DIRECTIVE
Make an exact copy of the listing below.

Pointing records
↓↓↓
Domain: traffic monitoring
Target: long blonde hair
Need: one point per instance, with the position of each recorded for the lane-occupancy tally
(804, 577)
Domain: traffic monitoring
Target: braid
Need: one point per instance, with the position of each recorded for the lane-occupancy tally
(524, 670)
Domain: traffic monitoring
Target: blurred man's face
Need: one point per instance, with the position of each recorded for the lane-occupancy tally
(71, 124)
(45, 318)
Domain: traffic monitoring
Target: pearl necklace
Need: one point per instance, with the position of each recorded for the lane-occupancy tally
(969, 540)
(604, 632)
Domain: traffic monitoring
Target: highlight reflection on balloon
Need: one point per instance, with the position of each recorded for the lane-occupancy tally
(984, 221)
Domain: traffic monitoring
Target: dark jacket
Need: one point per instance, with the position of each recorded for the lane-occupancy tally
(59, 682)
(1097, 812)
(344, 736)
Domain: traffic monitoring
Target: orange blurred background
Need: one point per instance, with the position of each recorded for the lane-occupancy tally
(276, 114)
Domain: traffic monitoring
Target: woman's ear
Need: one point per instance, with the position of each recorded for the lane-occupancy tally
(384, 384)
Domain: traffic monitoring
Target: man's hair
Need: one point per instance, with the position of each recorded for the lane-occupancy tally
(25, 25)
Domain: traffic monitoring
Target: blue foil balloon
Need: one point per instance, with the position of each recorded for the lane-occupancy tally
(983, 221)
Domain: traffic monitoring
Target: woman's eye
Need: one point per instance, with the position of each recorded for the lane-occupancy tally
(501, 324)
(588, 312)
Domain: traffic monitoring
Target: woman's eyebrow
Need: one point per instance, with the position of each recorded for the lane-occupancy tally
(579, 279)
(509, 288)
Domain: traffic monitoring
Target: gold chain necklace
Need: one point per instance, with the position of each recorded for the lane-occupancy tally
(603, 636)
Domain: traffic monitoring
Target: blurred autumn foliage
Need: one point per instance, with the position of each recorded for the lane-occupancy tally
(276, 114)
↑↑↑
RESULT
Domain: traffic monitoring
Target: long blonde hair
Need: one point per instance, with the position of each recorded for the lane-occupancy tally
(804, 577)
Domain: traffic monitoring
Target: braid
Need: one point per instance, with the position of each recorded for the lane-occupancy tally
(524, 670)
Domain: traffic monitoring
Target: blurred man's face
Need: one point per instance, with the position of each recorded for the lane-occupancy tally
(71, 124)
(45, 318)
Domain: traffic monitoring
Target: pearl necklace
Need: one point per instance, with the position of each recorded for the lane-occupancy tally
(969, 540)
(604, 632)
Domain: traffic monitoring
Target: highlight reflection on balloon
Need: one point per instance, with the position of each recorded for the lane-occupancy tally
(984, 221)
Domain: traffic monitoring
Target: dark jacket
Need: one point per instance, with the position of each recorded for the lane-occupancy tally
(59, 682)
(1097, 812)
(344, 736)
Domain: traffic monitoring
Target: orange blurred background
Need: one point per instance, with the position of each recorded for the lane-occupancy tally
(276, 114)
Domain: traffic monitoring
Target: woman's ear
Need: one point per instance, with the position of each recorded for the lane-occupancy tally
(384, 384)
Domain: traffic monitoring
Target: man's hair
Need: one point per instance, with the position of each recorded for the lane-occupancy tally
(25, 25)
Domain: traffic monitoring
Target: blue foil balloon
Need: one point per instance, with the position of each recorded for the lane-occupancy tally
(983, 221)
Domain: traffic monitoring
Target: woman's eye
Need: one point per instance, with the position of each recorded for the lane-occupancy tally
(501, 324)
(588, 312)
Domain: traffic monitoring
Target: woman's eyebrow
Need: one point per instance, with the position of each recorded for the lane-occupancy tally
(579, 279)
(509, 288)
Domain: traffic monitoring
Target: gold chain necklace
Need: one point per instance, with the position of each recorded for the lane-occupancy tally
(603, 636)
Domain: traffic monitoring
Target: blurred autumn foliage
Need: one point per instance, with the position of each recorded for the lane-occupancy tally
(276, 114)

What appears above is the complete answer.